** begin EXTRACT **

Studio album by For All Eternity
- Released: 10 July 2015
- Recorded: 2014
- Genre: Christian hardcore, melodic hardcore, melodic metalcore
- Length: 31:32
- Label: Facedown
- Producer: Brian Hood

For All Eternity chronology
| Beyond the Gates (2012) | Metanoia (2015) | The Will to Rebuild (2017) |

= Metanoia (For All Eternity album) =

Metanoia is the second studio album by For All Eternity. Facedown Records released the album on 10 July 2015.

==Critical reception==

Signaling in a six out of ten review at Outburn, Greg Pratt says, "Metanoia is heavy...the clean vocals, of course, bring things down a little bit—the blueprint feels stagnant". Scott Fryberger, giving the album four stars for Jesus Freak Hideout, describes, he has "high hopes for For All Eternity...Metanoia is a solid debut and it has a lot of great points." Rating the album four stars from Jesus Freak Hideout, Mark Rice states, "It is an unashamedly appealing record, and its lyrical focus of struggling with inner turmoil, demons, and attempts to repent are both easy to resonate with...and worth digging into."

** end EXTRACT **
** begin DATASET EXCERPTS **

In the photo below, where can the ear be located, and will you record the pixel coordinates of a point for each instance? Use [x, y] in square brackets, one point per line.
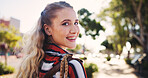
[47, 29]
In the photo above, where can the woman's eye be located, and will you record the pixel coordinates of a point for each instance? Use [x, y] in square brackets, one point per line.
[66, 23]
[76, 23]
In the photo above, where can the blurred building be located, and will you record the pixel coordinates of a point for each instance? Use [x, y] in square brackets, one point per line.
[11, 22]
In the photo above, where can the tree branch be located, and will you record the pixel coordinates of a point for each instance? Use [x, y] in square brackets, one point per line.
[134, 5]
[138, 38]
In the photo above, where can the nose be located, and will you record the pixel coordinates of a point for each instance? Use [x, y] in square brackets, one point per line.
[74, 29]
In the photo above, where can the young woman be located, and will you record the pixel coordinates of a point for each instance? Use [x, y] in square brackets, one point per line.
[57, 30]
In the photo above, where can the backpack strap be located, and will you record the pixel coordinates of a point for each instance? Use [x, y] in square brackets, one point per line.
[63, 66]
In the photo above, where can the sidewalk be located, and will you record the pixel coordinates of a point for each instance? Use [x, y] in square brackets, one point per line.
[115, 68]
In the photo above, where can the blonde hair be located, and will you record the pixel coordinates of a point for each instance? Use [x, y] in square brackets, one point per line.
[34, 45]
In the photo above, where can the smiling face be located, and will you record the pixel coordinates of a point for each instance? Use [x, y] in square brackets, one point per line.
[64, 29]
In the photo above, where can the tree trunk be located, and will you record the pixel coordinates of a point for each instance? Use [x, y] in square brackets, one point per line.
[6, 56]
[128, 55]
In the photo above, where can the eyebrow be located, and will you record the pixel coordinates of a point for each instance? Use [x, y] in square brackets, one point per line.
[69, 20]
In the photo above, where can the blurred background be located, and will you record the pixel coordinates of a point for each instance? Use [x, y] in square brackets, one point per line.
[113, 40]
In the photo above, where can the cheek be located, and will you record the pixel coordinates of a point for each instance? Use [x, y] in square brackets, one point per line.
[78, 29]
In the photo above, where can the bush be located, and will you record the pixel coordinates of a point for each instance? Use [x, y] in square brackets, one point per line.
[128, 61]
[90, 69]
[83, 58]
[108, 58]
[6, 69]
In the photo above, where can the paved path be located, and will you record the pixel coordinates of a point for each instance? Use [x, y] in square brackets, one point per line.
[115, 68]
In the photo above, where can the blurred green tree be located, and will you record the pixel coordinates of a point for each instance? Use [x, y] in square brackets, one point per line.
[9, 38]
[130, 18]
[91, 26]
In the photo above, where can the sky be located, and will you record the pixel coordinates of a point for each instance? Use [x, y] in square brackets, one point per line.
[28, 12]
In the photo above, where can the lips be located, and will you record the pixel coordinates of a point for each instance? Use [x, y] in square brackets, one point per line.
[71, 38]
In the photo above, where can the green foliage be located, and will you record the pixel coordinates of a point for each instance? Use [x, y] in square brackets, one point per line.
[83, 58]
[78, 47]
[9, 36]
[108, 58]
[145, 65]
[91, 26]
[6, 69]
[90, 69]
[128, 61]
[108, 45]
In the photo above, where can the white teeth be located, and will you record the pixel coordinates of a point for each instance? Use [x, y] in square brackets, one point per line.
[72, 38]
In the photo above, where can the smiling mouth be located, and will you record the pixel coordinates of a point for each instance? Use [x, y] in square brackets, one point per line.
[71, 38]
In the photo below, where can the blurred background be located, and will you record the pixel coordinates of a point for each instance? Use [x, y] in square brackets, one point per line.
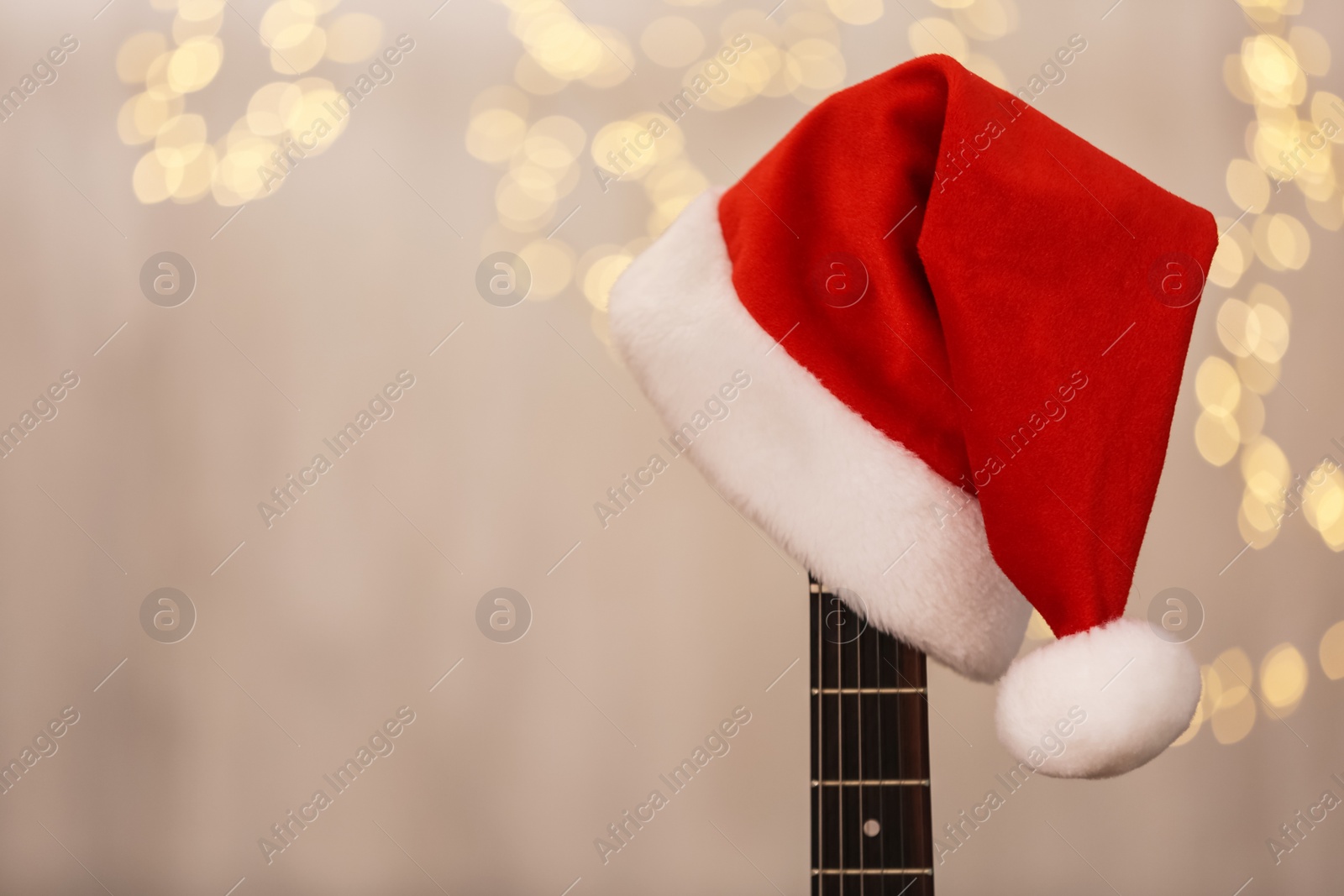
[233, 228]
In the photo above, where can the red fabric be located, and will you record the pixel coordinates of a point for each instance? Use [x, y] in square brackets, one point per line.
[1005, 289]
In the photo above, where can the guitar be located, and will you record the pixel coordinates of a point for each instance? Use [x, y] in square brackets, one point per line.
[871, 822]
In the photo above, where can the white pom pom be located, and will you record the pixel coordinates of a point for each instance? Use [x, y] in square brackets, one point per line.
[1120, 692]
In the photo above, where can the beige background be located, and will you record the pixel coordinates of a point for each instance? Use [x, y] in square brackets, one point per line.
[652, 631]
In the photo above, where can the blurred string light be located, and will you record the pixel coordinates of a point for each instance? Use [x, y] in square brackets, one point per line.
[185, 164]
[1227, 701]
[795, 51]
[1288, 144]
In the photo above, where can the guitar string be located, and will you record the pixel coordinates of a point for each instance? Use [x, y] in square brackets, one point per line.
[822, 726]
[858, 700]
[840, 735]
[882, 762]
[902, 752]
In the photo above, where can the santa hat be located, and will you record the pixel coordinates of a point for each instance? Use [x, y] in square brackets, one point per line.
[964, 329]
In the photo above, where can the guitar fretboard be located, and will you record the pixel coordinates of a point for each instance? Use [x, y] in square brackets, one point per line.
[871, 824]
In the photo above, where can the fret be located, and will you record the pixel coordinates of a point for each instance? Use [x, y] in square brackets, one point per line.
[870, 691]
[875, 782]
[911, 872]
[870, 763]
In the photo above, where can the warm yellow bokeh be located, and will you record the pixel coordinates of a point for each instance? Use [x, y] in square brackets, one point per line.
[1283, 678]
[1332, 652]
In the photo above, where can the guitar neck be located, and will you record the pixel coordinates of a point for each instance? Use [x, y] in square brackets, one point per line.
[871, 824]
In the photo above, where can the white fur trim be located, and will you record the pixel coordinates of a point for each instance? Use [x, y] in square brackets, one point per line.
[833, 490]
[1137, 691]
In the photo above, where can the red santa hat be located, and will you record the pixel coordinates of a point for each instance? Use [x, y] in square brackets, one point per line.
[964, 329]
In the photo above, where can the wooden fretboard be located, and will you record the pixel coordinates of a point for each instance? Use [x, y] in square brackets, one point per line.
[871, 824]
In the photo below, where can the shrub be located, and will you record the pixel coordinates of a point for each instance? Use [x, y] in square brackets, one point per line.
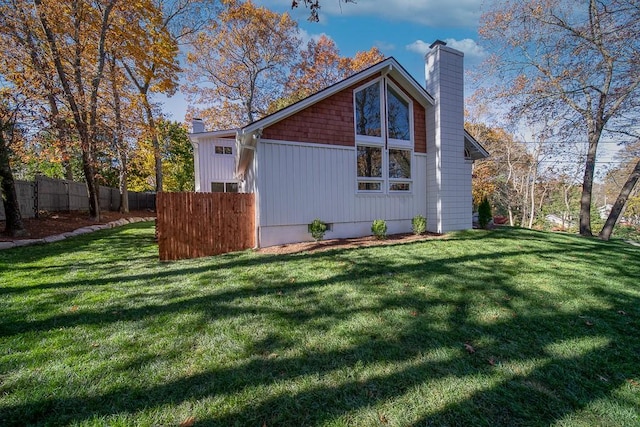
[419, 224]
[484, 213]
[379, 228]
[317, 229]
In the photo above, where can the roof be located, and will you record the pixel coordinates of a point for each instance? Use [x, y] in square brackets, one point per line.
[387, 66]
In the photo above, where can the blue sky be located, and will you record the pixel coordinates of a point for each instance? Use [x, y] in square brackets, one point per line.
[403, 29]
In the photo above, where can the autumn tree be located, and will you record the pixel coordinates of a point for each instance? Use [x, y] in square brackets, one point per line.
[10, 109]
[569, 60]
[151, 63]
[505, 177]
[628, 196]
[30, 70]
[238, 66]
[314, 7]
[177, 156]
[177, 160]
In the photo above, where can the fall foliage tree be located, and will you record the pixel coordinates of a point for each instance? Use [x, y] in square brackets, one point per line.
[10, 109]
[314, 7]
[319, 66]
[238, 66]
[569, 60]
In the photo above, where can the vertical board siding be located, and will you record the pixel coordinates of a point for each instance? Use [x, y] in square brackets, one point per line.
[215, 167]
[192, 225]
[303, 182]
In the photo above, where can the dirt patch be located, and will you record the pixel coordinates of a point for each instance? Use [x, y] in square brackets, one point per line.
[352, 243]
[52, 223]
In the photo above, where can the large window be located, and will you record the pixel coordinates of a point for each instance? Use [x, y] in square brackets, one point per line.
[367, 105]
[384, 138]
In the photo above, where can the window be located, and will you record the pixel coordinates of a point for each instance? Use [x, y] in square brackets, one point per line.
[224, 187]
[398, 123]
[384, 138]
[367, 104]
[219, 149]
[369, 168]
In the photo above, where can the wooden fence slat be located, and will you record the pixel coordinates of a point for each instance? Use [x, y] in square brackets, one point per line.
[192, 225]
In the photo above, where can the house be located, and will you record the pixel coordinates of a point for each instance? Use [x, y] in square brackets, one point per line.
[377, 145]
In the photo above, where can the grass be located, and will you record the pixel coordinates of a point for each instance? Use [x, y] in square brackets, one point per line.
[509, 327]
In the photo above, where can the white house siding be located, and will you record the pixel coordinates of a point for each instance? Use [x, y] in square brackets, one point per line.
[299, 182]
[449, 193]
[214, 167]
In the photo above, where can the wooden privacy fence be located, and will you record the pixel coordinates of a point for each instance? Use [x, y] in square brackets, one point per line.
[191, 225]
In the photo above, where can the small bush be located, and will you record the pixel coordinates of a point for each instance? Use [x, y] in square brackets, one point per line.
[419, 224]
[379, 229]
[317, 229]
[484, 213]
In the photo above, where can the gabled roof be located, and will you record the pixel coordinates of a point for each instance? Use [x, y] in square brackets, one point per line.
[388, 66]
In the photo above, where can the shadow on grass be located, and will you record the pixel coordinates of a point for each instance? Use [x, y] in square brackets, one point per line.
[557, 387]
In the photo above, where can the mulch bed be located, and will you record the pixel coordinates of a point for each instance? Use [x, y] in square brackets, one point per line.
[352, 243]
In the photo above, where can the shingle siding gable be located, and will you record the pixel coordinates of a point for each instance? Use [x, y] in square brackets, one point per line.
[331, 122]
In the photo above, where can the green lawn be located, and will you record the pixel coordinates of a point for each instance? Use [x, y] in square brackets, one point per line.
[508, 327]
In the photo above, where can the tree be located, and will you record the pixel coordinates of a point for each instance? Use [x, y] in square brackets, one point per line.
[152, 63]
[319, 66]
[239, 64]
[626, 197]
[505, 177]
[31, 72]
[9, 111]
[314, 7]
[569, 60]
[76, 35]
[177, 156]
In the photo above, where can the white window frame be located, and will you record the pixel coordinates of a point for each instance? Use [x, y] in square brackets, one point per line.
[370, 140]
[384, 142]
[392, 142]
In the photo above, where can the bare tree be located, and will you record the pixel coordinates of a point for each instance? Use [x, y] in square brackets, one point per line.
[572, 61]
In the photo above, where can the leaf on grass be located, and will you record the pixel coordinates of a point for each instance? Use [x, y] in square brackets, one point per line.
[383, 419]
[189, 422]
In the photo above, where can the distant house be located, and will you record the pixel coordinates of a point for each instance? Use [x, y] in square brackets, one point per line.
[375, 145]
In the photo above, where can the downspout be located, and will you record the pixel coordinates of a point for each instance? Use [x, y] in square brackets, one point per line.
[246, 143]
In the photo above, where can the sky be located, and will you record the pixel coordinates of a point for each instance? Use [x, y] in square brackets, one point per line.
[403, 29]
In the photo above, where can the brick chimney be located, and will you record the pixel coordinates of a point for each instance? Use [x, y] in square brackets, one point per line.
[197, 125]
[449, 203]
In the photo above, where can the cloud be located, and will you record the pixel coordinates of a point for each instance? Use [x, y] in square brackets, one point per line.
[384, 46]
[433, 13]
[473, 52]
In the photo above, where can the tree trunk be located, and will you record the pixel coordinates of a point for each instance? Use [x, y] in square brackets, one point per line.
[14, 226]
[621, 201]
[157, 155]
[587, 185]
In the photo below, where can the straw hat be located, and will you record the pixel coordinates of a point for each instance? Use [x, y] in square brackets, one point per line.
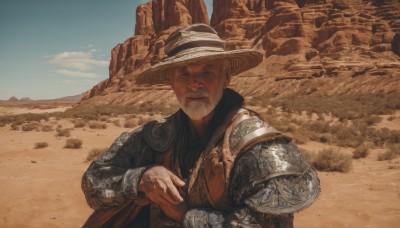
[193, 44]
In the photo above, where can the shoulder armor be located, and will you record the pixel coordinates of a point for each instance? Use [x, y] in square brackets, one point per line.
[274, 177]
[160, 134]
[249, 129]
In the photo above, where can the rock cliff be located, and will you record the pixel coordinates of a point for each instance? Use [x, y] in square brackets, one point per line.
[310, 46]
[155, 20]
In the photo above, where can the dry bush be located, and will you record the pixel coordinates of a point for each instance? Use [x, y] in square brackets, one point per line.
[349, 106]
[79, 123]
[14, 127]
[346, 136]
[383, 136]
[40, 145]
[73, 143]
[310, 155]
[30, 126]
[392, 152]
[142, 120]
[63, 132]
[130, 123]
[94, 153]
[333, 160]
[117, 123]
[103, 118]
[361, 152]
[97, 125]
[46, 128]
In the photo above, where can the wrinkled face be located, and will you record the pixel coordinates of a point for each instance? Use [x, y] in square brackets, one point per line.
[199, 86]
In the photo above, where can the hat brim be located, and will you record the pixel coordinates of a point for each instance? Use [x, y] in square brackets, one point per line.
[239, 61]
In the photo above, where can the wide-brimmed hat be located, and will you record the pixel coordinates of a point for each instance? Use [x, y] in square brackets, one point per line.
[195, 44]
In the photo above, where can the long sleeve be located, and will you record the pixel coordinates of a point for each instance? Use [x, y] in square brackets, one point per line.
[270, 182]
[113, 177]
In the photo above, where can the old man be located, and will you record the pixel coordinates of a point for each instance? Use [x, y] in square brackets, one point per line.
[212, 163]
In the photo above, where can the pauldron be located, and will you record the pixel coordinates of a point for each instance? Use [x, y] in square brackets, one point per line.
[274, 178]
[270, 175]
[160, 134]
[248, 130]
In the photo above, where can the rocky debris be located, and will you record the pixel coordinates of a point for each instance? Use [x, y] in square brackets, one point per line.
[310, 46]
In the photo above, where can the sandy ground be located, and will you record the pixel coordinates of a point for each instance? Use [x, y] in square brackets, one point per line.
[41, 187]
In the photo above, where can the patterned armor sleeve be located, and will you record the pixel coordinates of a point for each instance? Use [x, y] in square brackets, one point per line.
[110, 180]
[270, 182]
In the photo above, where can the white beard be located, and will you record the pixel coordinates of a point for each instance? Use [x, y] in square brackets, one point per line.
[197, 110]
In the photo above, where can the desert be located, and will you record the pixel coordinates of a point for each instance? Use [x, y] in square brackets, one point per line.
[330, 80]
[41, 187]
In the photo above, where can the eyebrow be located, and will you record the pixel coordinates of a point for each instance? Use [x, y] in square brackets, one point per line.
[209, 65]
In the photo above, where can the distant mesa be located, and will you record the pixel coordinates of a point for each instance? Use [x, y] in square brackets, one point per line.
[310, 47]
[25, 99]
[13, 98]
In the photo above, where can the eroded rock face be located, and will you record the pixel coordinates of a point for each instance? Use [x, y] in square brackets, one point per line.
[155, 20]
[310, 46]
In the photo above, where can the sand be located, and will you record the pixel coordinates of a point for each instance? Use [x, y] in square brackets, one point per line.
[41, 187]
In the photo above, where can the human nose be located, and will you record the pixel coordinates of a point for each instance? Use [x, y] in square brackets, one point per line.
[194, 82]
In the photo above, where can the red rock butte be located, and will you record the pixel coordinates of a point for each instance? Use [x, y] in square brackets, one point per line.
[310, 46]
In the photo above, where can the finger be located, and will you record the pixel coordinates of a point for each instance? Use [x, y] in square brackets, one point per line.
[161, 200]
[176, 180]
[174, 196]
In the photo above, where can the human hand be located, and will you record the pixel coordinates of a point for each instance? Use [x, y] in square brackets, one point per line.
[175, 212]
[161, 186]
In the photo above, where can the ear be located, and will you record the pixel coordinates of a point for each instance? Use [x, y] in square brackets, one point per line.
[227, 79]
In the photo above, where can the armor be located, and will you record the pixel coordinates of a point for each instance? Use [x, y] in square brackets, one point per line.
[160, 135]
[247, 165]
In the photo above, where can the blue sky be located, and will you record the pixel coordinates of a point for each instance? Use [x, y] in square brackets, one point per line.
[56, 48]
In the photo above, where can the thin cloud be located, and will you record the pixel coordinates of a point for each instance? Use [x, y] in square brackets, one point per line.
[76, 74]
[82, 61]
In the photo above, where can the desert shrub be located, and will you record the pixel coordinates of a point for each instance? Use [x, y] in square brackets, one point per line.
[317, 126]
[333, 160]
[79, 123]
[116, 123]
[142, 120]
[392, 152]
[360, 152]
[63, 132]
[30, 126]
[14, 127]
[46, 128]
[380, 136]
[310, 155]
[103, 118]
[73, 143]
[94, 153]
[372, 119]
[130, 123]
[97, 125]
[394, 137]
[349, 106]
[23, 118]
[346, 136]
[40, 145]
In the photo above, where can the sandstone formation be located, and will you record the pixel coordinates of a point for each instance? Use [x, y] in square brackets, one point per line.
[310, 46]
[13, 99]
[155, 20]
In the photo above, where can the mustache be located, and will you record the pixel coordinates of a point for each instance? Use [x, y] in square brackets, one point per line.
[197, 93]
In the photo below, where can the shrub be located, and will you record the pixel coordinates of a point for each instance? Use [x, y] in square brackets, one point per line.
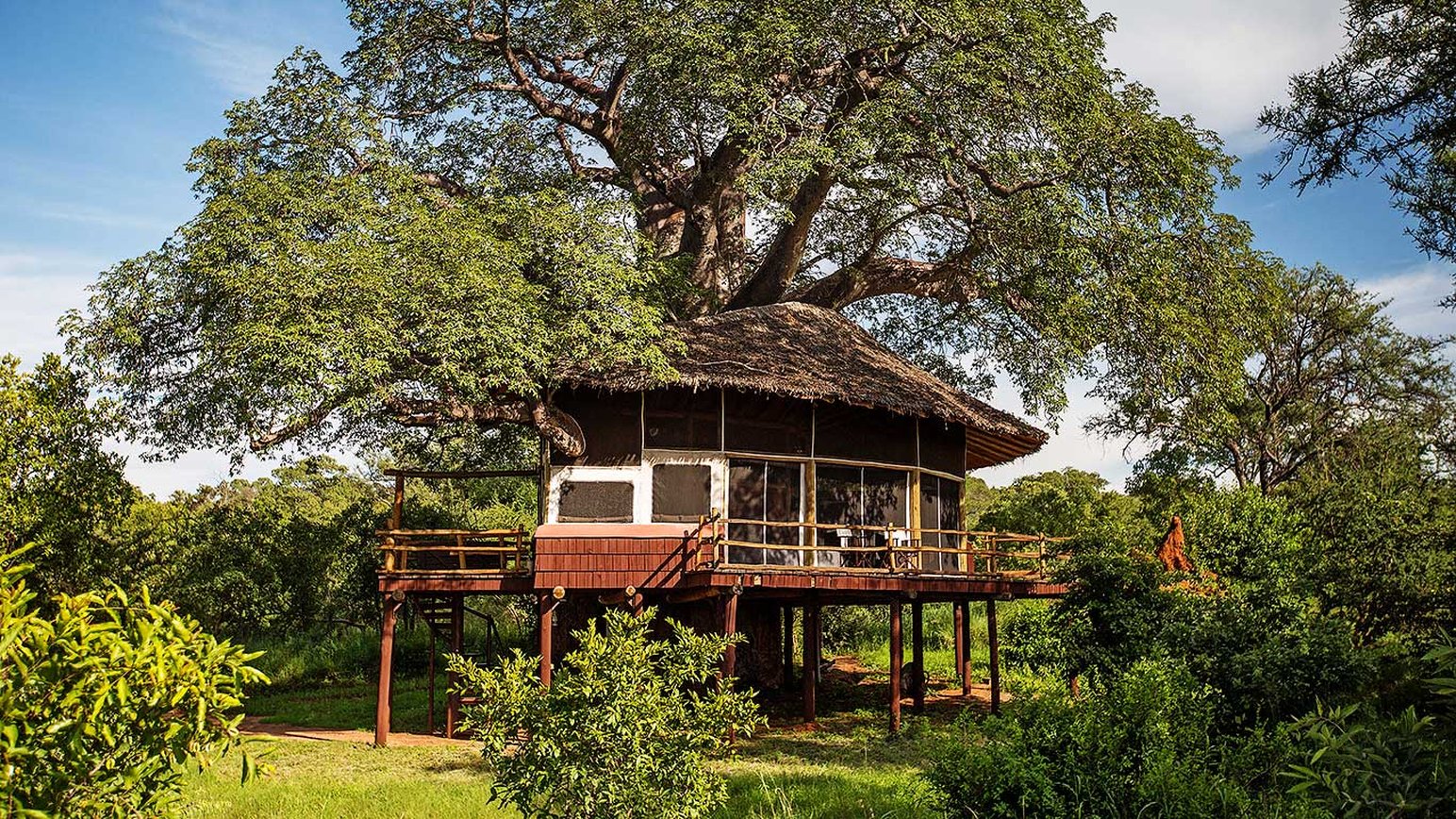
[623, 730]
[101, 706]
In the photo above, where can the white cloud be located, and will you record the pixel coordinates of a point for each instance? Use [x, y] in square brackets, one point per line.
[1222, 60]
[227, 42]
[1415, 297]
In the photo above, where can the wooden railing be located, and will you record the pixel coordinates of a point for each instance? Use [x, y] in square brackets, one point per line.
[891, 550]
[456, 551]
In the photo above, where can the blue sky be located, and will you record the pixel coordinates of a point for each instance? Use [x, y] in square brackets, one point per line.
[102, 102]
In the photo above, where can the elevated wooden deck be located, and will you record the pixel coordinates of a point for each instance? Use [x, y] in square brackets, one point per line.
[664, 559]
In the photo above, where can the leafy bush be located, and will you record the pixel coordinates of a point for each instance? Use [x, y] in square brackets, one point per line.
[1140, 746]
[101, 706]
[1367, 765]
[622, 732]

** end DATASET EXCERPTS **

REQUIRED WORK ->
(a) Please name the producer of Metanoia according to the album article above.
(b) Carry on the Metanoia album article above with a short paragraph that follows on from its last review.

ANSWERS TO EACH TASK ->
(a) Brian Hood

(b)
Awarding the album three out of five stars at The Music Australia, Maria Corio writes, "Scattered throughout this record, Michael Buckley’s quick and vigorous drumming is an aspect that stands out in contrast with his clean vocals, giving a strangely uplifting vibe." John G. rating the album an 80 out of 100 from Kill Your Stereo, states, "The album features dynamic, polished production and serves as an overall effective dose of local metalcore...'Metanoia', while admittedly nothing new, should catch wind within the Australian metal scene."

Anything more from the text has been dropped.